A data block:
* Start *
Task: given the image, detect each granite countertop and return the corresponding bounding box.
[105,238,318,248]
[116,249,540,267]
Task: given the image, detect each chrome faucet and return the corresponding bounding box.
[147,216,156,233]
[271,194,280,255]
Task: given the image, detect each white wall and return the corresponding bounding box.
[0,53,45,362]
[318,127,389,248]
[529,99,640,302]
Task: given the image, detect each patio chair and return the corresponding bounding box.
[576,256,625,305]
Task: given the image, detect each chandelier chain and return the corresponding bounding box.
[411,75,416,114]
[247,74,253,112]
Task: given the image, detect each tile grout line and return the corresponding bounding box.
* End *
» Problem to solve
Reproduce every row above verbatim, character for character.

» Exercise response
Task: given the image, detect each granite countertop and return the corresponding bounding box.
[105,238,318,248]
[116,249,540,267]
Task: given the image, detect each chrome faucet and return the corresponding bounding box.
[147,216,156,233]
[271,194,280,255]
Task: given the image, detect each white wall and return the corresponding bounding box.
[0,53,45,362]
[318,127,389,248]
[529,99,640,302]
Task: given the image, detect each patio chair and return the corresponding bounding box.
[576,256,625,305]
Task: given the image, detect each chandelier chain and return the corresponding bounding box.
[411,75,416,114]
[247,74,253,112]
Task: given the image, detect each tile grout line and return the corresponding bounding box.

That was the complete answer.